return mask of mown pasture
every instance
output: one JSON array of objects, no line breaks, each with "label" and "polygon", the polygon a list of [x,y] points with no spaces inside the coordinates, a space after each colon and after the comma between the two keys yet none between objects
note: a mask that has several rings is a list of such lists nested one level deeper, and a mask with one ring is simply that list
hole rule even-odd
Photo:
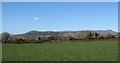
[{"label": "mown pasture", "polygon": [[117,40],[3,44],[3,61],[116,61]]}]

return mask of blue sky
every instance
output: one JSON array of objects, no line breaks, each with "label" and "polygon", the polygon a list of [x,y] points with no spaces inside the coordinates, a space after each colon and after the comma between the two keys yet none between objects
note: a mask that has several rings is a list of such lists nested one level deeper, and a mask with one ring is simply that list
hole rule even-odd
[{"label": "blue sky", "polygon": [[2,30],[12,34],[30,30],[118,30],[117,2],[6,2],[2,10]]},{"label": "blue sky", "polygon": [[2,3],[0,2],[0,33],[2,32]]}]

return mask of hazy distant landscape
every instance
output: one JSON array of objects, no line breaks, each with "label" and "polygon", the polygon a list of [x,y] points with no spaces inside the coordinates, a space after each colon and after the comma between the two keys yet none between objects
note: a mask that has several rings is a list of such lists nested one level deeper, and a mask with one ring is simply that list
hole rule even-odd
[{"label": "hazy distant landscape", "polygon": [[23,34],[3,32],[3,43],[45,43],[71,40],[117,40],[119,33],[112,30],[81,30],[81,31],[37,31]]}]

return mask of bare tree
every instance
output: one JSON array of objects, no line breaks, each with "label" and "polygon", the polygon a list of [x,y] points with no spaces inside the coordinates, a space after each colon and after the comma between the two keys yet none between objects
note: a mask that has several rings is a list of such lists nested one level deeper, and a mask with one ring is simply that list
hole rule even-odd
[{"label": "bare tree", "polygon": [[95,38],[97,39],[99,37],[100,34],[95,33]]},{"label": "bare tree", "polygon": [[6,43],[10,40],[10,34],[8,32],[3,32],[2,33],[2,42]]}]

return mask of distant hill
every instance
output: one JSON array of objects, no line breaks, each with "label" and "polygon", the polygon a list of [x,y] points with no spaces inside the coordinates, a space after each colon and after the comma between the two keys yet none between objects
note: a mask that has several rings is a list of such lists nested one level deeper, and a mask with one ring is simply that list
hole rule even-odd
[{"label": "distant hill", "polygon": [[113,35],[116,35],[117,34],[117,32],[115,32],[115,31],[113,31],[113,30],[97,30],[96,31],[97,33],[99,33],[99,34],[113,34]]},{"label": "distant hill", "polygon": [[14,36],[35,37],[35,36],[48,36],[48,35],[52,35],[52,34],[53,34],[53,32],[51,32],[51,31],[40,32],[40,31],[32,30],[32,31],[28,31],[28,32],[23,33],[23,34],[17,34]]},{"label": "distant hill", "polygon": [[116,35],[117,32],[112,31],[112,30],[84,30],[84,31],[36,31],[36,30],[32,30],[32,31],[28,31],[26,33],[23,34],[17,34],[17,35],[13,35],[13,36],[26,36],[26,37],[35,37],[35,36],[50,36],[50,35],[60,35],[60,36],[65,36],[68,34],[73,35],[74,33],[83,33],[83,32],[97,32],[99,34],[113,34]]}]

^^^^^^^^^^^^^^^^

__EXERCISE DESCRIPTION__: The reply should reproduce every entry above word for word and contain no pictures.

__ANSWER TO THIS PROBLEM__:
return mask of mown pasture
every instance
output: one JSON array of objects, no line breaks, each with "label" and "polygon", the polygon a list of [x,y] points with no spaces inside the coordinates, a space after each colon and after the comma between the two keys yet none between objects
note: a mask that has several rings is a list of such lists nested one level deeper, and a mask with one ring is simply that list
hole rule even-odd
Photo:
[{"label": "mown pasture", "polygon": [[117,40],[3,44],[3,61],[116,61]]}]

return mask of blue sky
every instance
output: one JSON array of objects, no line breaks, each with "label" and "polygon", the polygon a list of [x,y] points with no spaces inside the coordinates, a space after each colon and after the comma between the two keys yet none between objects
note: a mask that has several rings is a list of such lists nested one level deeper, and a mask with one ring is simply that list
hole rule even-odd
[{"label": "blue sky", "polygon": [[2,30],[12,34],[30,30],[118,30],[117,2],[6,2],[2,10]]},{"label": "blue sky", "polygon": [[2,3],[0,2],[0,33],[2,32]]}]

return mask of hazy distant landscape
every instance
output: one JSON array of objects, no line breaks, each with "label" and "polygon", the polygon a list of [x,y] points with no spaces inside the coordinates, a space after each colon and after the comma between the two keys yet none between objects
note: a mask that has several rings is a list of such lists nested one level deeper, and a mask with one ring is simply that list
hole rule even-odd
[{"label": "hazy distant landscape", "polygon": [[23,34],[3,32],[3,43],[45,43],[71,40],[117,40],[119,33],[112,30],[81,30],[81,31],[37,31]]}]

return mask of bare tree
every instance
output: one JSON array of objects, no line breaks, each with "label" and "polygon", the polygon a list of [x,y] points with no spaces inside the coordinates, a space after each colon and after the comma between the two keys yet none between objects
note: a mask that has several rings is a list of such lists nested one level deeper, and a mask with one ring is simply that list
hole rule even-odd
[{"label": "bare tree", "polygon": [[95,38],[97,39],[99,37],[100,34],[95,33]]},{"label": "bare tree", "polygon": [[6,43],[10,40],[10,34],[8,32],[3,32],[2,33],[2,42]]}]

return mask of distant hill
every instance
output: one JSON array of objects, no line breaks, each with "label" and "polygon", the polygon a list of [x,y] points with no spaces inside the coordinates, a space after each colon and after the comma between the two keys yet none between objects
note: a mask that has several rings is a list of such lists nested one level deeper, and a mask with one ring is simply that list
hole rule even-odd
[{"label": "distant hill", "polygon": [[113,35],[116,35],[117,34],[117,32],[115,32],[115,31],[113,31],[113,30],[97,30],[96,31],[97,33],[99,33],[99,34],[113,34]]},{"label": "distant hill", "polygon": [[14,36],[35,37],[35,36],[48,36],[48,35],[52,35],[52,34],[53,34],[53,32],[51,32],[51,31],[40,32],[40,31],[32,30],[32,31],[28,31],[28,32],[23,33],[23,34],[17,34]]},{"label": "distant hill", "polygon": [[116,35],[117,32],[112,31],[112,30],[84,30],[84,31],[36,31],[36,30],[32,30],[32,31],[28,31],[26,33],[23,34],[17,34],[17,35],[13,35],[13,36],[26,36],[26,37],[35,37],[35,36],[50,36],[50,35],[60,35],[60,36],[65,36],[68,34],[73,35],[74,33],[83,33],[83,32],[97,32],[99,34],[113,34]]}]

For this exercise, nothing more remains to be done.